## PROMPT 1
According to the blog post, on what date was the entry "Shell Shocked" posted?

## PAGE EXTRACT

Our lives are a journey that we walk together not in order to become "good christian women," but rather to draw near to God so that we can reflect His light to those around us. Our stories, our paths, our dreams and our message are all unique. But we hold hands and walk boldly, fearlessly......onward...creating joy, hope, faith and peace in our wake.

Sunday, March 11, 2012

Shell Shocked

Wow.  I am totally shell shocked.  I just can't believe that I have to keep revisiting the same things over and over again.  I can't believe that he really still can't hear me.  Or won't?  I really don't know.I just know that I keep being the one feeling like I have to bear the burden, carry the weight and feel the guilt.  And because he said "I'm sorry" I'm supposed to feel all better.
You know.  I wish I did.  I wish I could.  I pray to change.  To be better at this.  To grow less selfish.  Yet it is as if I'm having to grow through this time and learn how to value me again.  And let him learn to stand up.  And I have to let go of him and let him learn what he needs to learn.  Because if I just give it all up and walk away from the paperwork and all...then.....well, then it simply means that nothing will ever get better.

## RECORDS SUPPLIED
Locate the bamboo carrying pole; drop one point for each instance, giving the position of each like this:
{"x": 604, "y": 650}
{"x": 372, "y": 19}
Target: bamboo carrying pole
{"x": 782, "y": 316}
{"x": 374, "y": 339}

## PROMPT 2
Please give all of the records again with "bamboo carrying pole" switched to "wooden carrying pole" and everything else left unchanged.

## FULL ANSWER 1
Sunday, March 11, 2012

## FULL ANSWER 2
Locate the wooden carrying pole; drop one point for each instance, giving the position of each like this:
{"x": 604, "y": 650}
{"x": 372, "y": 19}
Target: wooden carrying pole
{"x": 782, "y": 316}
{"x": 374, "y": 339}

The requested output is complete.